### DATA SHOWN
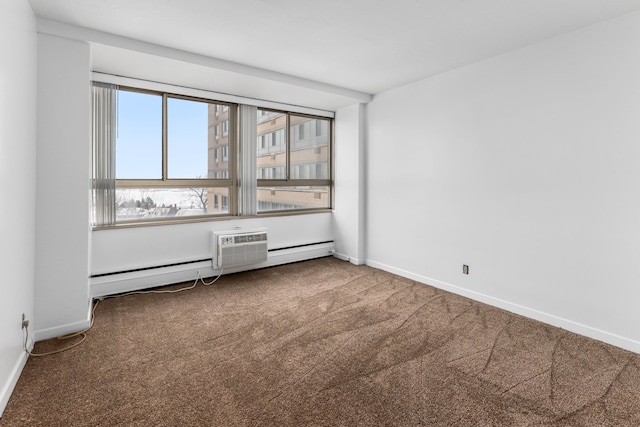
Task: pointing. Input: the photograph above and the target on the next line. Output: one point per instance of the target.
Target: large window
(164, 157)
(293, 161)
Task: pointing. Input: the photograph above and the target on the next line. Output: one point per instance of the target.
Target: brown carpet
(323, 343)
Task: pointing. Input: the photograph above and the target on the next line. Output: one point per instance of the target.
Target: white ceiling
(364, 45)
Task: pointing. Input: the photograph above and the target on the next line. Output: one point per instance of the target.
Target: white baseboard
(10, 384)
(578, 328)
(56, 331)
(137, 280)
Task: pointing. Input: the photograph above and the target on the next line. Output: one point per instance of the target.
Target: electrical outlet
(25, 322)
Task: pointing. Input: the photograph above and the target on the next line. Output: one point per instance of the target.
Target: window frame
(166, 182)
(237, 156)
(287, 181)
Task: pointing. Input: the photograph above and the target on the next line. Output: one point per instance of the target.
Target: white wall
(524, 167)
(63, 173)
(349, 211)
(290, 239)
(18, 183)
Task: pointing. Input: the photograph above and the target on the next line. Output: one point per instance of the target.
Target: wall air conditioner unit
(239, 247)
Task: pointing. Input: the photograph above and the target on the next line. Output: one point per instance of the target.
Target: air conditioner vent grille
(240, 248)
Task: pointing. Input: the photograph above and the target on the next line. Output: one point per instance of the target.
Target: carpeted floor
(323, 343)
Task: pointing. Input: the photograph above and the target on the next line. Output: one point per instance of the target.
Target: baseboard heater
(155, 267)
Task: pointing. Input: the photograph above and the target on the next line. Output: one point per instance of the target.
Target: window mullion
(288, 147)
(165, 142)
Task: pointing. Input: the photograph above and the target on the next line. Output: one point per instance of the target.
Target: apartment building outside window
(162, 157)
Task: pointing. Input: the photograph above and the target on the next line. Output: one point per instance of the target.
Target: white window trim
(200, 93)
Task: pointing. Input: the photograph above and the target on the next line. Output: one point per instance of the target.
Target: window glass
(309, 148)
(139, 136)
(292, 197)
(154, 203)
(195, 148)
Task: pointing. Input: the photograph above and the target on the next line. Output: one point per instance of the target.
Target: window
(162, 157)
(299, 169)
(166, 162)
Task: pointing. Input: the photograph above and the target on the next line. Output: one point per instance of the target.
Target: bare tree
(200, 197)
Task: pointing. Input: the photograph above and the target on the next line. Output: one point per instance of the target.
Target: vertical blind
(104, 144)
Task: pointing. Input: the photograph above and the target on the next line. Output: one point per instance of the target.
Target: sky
(139, 137)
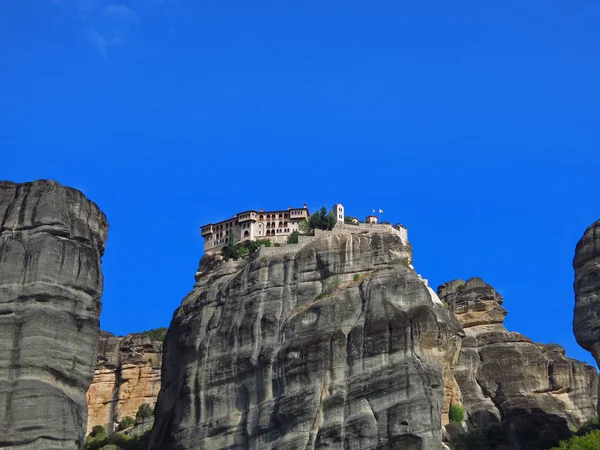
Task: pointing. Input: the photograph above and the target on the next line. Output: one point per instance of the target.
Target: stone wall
(342, 228)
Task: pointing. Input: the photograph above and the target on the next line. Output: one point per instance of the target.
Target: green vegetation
(589, 441)
(125, 423)
(138, 442)
(293, 239)
(144, 411)
(492, 438)
(158, 334)
(457, 412)
(243, 249)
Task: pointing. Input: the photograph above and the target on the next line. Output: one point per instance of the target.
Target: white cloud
(107, 24)
(98, 41)
(121, 13)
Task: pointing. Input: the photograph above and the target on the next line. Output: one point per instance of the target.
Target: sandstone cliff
(334, 343)
(127, 375)
(532, 391)
(51, 242)
(586, 320)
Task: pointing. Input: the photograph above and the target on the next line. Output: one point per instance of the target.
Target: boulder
(586, 318)
(127, 375)
(51, 243)
(336, 343)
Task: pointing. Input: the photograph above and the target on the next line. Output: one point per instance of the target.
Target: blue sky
(473, 123)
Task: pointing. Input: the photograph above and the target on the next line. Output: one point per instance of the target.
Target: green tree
(456, 413)
(322, 220)
(158, 334)
(144, 411)
(304, 227)
(590, 441)
(98, 431)
(125, 423)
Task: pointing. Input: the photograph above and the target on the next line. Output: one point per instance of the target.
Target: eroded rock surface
(586, 320)
(530, 390)
(51, 242)
(335, 344)
(127, 375)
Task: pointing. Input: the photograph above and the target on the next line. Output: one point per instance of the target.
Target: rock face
(127, 375)
(333, 343)
(51, 242)
(530, 390)
(586, 321)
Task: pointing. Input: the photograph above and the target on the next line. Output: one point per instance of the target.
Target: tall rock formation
(127, 375)
(530, 390)
(333, 343)
(51, 242)
(586, 320)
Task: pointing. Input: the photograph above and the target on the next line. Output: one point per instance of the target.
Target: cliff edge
(586, 318)
(532, 393)
(127, 375)
(336, 342)
(51, 243)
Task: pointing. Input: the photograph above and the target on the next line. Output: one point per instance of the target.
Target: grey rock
(335, 344)
(586, 318)
(51, 242)
(127, 375)
(531, 391)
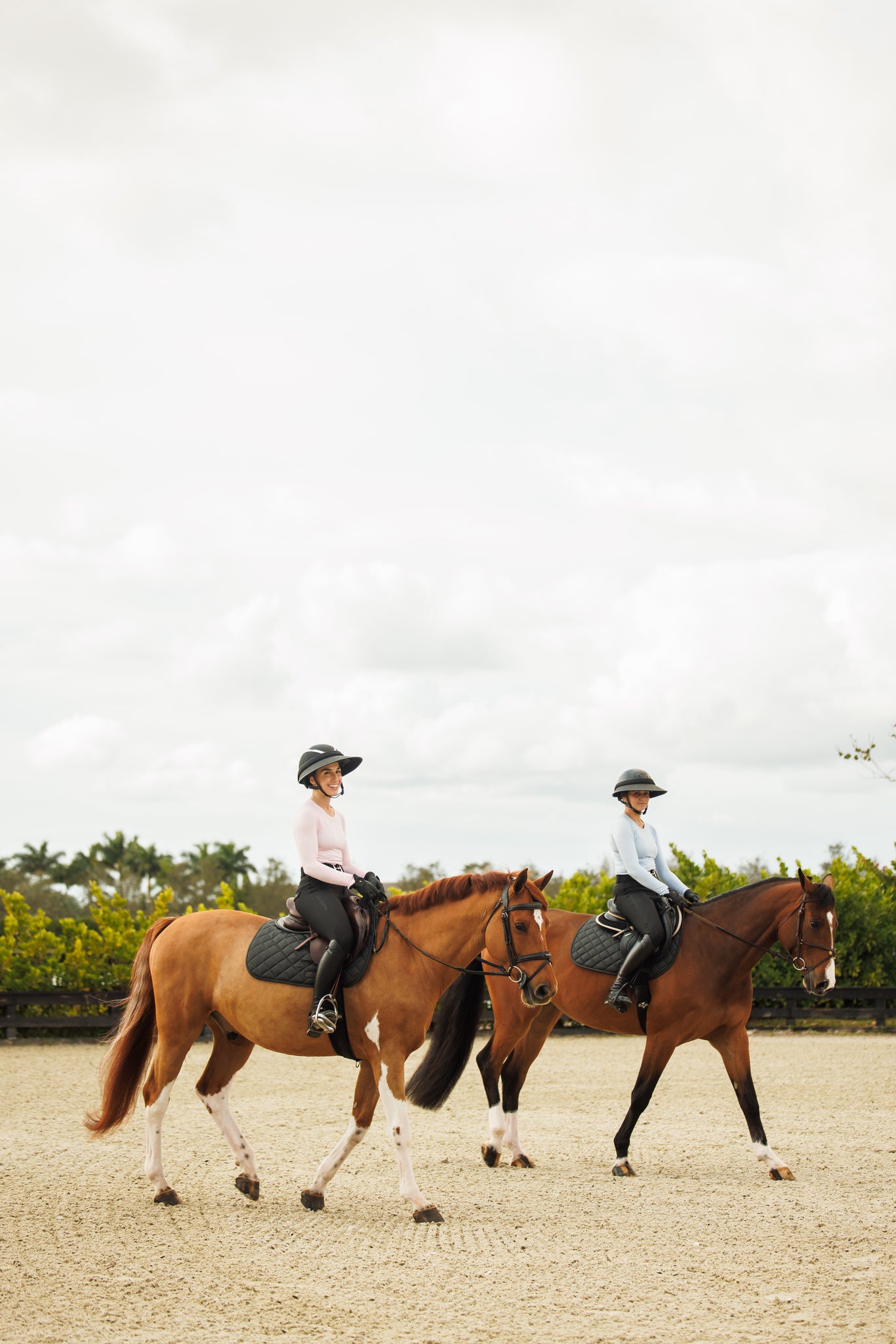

### WHAT NEEDS TO BE DONE
How many lines in the rows above contain the word "baseboard"? Reply with the number alone.

### SOLUTION TO THIS TASK
2